▶ [Exercise aim]
How many lines below contain the word "pole"? Reply with the number only.
———
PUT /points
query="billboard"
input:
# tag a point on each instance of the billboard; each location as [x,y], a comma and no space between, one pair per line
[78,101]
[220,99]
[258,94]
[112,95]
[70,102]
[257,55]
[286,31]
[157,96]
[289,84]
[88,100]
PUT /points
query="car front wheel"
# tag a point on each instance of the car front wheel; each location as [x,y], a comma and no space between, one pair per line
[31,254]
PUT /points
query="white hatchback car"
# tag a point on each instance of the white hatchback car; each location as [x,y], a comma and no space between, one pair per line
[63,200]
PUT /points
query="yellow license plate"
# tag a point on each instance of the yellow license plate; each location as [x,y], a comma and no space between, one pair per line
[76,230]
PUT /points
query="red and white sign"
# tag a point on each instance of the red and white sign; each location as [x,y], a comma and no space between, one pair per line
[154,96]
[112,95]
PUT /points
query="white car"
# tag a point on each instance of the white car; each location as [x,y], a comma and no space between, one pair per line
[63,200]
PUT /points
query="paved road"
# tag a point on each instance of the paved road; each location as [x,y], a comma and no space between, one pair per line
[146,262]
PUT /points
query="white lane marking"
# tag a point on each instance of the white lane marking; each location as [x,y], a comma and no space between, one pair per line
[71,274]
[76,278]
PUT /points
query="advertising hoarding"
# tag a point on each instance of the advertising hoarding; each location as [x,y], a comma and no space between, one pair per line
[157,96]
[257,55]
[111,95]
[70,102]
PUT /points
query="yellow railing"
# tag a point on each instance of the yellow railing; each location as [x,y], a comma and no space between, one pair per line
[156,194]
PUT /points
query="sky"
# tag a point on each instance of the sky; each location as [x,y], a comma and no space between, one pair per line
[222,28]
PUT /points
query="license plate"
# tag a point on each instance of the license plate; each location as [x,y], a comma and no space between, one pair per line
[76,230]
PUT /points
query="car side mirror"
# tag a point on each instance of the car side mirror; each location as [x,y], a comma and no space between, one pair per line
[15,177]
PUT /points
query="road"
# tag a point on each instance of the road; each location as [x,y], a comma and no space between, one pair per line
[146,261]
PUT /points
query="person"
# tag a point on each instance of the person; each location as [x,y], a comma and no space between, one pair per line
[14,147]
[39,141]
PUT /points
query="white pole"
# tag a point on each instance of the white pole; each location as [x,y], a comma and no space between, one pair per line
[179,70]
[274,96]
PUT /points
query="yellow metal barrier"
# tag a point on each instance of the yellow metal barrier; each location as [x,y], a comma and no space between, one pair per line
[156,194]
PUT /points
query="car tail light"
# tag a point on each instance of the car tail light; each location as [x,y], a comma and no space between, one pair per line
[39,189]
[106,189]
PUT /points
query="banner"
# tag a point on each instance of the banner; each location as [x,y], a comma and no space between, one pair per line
———
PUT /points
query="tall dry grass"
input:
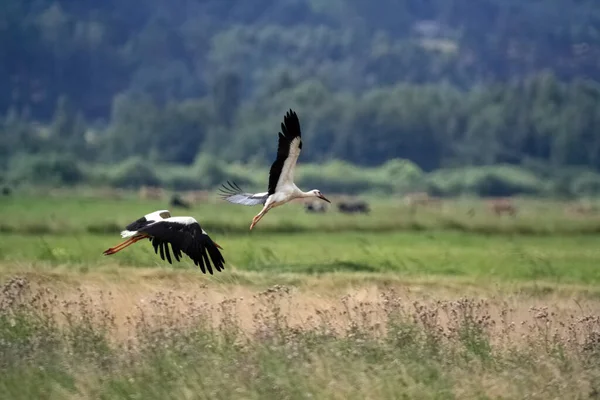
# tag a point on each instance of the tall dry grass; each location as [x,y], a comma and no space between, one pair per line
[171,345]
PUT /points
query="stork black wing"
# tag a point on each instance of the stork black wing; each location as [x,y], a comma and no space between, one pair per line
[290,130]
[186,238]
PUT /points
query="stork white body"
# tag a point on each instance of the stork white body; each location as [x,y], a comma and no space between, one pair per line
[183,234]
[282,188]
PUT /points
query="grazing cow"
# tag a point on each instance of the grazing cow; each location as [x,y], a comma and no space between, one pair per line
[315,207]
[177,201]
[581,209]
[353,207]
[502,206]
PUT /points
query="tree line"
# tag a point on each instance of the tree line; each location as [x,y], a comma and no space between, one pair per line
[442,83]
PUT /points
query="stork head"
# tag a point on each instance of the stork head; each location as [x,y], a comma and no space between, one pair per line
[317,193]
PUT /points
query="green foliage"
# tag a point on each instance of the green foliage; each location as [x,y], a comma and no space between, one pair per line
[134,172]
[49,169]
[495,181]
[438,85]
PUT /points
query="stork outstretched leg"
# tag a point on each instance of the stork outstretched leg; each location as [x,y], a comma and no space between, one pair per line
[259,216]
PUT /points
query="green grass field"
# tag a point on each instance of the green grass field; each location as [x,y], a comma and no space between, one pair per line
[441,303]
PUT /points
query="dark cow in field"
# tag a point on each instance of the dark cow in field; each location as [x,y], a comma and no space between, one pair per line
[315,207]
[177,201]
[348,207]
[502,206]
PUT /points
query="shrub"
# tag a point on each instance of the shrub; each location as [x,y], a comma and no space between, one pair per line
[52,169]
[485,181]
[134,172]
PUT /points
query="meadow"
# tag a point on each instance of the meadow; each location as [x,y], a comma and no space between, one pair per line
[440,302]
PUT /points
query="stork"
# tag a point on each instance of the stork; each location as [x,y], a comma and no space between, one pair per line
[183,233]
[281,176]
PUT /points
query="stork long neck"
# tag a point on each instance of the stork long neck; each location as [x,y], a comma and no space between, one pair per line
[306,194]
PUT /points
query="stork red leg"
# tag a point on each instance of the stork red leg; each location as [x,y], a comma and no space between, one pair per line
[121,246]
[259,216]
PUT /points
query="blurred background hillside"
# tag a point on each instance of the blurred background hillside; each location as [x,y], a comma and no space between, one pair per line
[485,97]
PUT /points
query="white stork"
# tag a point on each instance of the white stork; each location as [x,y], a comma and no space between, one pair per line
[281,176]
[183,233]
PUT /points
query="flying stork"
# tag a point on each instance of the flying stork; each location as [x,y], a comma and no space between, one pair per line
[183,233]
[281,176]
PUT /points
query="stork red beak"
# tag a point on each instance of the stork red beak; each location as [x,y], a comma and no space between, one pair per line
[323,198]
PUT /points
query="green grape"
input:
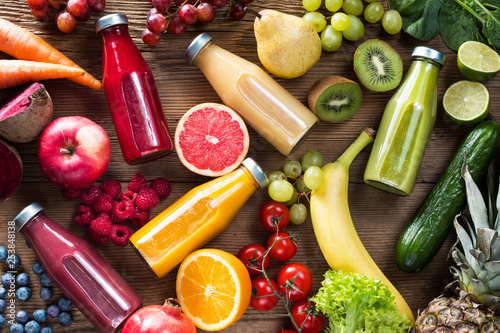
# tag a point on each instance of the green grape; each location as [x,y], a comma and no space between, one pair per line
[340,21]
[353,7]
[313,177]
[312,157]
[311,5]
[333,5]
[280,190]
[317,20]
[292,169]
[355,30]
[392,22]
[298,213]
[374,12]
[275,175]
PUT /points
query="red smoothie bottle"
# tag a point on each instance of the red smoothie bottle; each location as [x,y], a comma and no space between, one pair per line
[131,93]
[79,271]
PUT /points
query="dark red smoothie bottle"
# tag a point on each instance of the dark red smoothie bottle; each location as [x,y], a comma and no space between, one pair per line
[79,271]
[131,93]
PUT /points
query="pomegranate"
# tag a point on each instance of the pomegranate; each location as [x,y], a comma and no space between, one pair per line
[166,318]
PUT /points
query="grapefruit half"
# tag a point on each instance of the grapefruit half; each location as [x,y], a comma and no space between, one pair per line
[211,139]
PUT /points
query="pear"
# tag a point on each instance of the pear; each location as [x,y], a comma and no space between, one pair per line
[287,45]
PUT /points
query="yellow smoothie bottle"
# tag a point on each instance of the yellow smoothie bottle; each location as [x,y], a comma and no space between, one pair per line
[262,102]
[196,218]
———
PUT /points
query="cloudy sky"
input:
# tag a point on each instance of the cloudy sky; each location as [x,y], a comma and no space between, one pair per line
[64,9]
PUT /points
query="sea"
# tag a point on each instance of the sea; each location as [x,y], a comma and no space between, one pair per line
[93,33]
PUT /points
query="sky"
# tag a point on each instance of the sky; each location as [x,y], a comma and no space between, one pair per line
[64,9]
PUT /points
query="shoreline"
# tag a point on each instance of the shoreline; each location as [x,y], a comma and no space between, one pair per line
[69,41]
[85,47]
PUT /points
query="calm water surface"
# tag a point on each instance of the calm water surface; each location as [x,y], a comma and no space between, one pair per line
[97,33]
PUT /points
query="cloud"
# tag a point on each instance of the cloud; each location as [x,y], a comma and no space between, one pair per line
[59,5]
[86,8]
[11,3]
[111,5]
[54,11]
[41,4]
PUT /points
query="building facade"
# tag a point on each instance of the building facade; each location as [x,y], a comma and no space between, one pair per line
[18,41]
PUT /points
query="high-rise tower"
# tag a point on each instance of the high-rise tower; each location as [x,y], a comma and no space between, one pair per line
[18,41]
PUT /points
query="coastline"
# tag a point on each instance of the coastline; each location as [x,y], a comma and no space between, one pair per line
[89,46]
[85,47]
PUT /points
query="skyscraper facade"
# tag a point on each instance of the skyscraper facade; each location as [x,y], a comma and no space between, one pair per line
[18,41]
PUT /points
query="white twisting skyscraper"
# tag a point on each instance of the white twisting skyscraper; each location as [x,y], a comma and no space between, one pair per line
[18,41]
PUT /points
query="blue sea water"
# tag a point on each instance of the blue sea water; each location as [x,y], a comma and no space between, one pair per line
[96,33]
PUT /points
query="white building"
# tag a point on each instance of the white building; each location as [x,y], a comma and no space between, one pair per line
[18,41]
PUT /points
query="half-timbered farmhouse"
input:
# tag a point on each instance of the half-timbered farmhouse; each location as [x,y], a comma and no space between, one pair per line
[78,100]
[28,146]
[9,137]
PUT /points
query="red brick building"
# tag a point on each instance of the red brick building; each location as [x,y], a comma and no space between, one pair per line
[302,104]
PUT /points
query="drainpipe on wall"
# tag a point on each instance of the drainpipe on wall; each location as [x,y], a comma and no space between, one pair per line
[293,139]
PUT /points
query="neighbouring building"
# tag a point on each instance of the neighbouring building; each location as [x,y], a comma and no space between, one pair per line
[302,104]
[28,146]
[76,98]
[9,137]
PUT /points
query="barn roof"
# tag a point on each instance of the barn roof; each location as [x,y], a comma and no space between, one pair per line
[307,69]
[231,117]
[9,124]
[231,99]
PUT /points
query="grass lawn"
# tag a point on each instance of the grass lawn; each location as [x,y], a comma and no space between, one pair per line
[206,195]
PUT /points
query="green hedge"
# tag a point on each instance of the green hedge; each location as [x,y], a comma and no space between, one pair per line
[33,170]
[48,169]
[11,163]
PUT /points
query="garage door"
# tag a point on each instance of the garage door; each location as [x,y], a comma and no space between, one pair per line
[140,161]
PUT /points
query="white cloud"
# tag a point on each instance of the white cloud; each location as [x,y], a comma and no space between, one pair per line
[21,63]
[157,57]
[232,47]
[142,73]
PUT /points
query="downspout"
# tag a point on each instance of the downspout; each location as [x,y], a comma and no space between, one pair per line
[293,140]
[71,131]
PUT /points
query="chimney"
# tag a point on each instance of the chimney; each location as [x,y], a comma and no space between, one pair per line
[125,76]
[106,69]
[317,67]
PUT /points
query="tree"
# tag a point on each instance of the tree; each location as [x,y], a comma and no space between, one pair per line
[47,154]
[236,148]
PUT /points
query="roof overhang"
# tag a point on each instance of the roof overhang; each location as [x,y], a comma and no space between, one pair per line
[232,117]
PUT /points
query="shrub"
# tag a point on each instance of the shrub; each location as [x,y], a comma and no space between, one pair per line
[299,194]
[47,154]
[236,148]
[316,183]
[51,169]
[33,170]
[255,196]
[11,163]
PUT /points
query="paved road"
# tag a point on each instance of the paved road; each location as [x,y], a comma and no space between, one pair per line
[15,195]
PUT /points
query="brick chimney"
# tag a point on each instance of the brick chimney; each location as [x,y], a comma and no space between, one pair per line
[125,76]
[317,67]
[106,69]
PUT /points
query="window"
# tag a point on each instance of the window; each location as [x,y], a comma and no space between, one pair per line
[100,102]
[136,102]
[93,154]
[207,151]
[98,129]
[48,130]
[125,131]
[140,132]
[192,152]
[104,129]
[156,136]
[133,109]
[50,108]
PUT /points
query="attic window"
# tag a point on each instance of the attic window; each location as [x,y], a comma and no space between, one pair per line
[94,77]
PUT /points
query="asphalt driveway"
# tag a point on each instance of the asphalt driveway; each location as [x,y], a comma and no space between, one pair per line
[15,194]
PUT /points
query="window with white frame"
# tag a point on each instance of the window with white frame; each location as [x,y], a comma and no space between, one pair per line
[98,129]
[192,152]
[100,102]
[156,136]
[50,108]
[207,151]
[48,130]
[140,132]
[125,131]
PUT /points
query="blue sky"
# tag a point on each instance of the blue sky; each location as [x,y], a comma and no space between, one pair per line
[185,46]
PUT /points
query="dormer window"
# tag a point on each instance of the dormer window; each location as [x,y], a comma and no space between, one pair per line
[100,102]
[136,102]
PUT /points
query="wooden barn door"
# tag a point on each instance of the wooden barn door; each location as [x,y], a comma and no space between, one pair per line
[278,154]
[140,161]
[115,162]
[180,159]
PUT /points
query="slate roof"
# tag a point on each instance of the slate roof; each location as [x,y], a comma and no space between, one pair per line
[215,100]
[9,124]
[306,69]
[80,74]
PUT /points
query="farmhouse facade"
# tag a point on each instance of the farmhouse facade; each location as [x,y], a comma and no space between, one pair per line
———
▶ [Expected answer]
2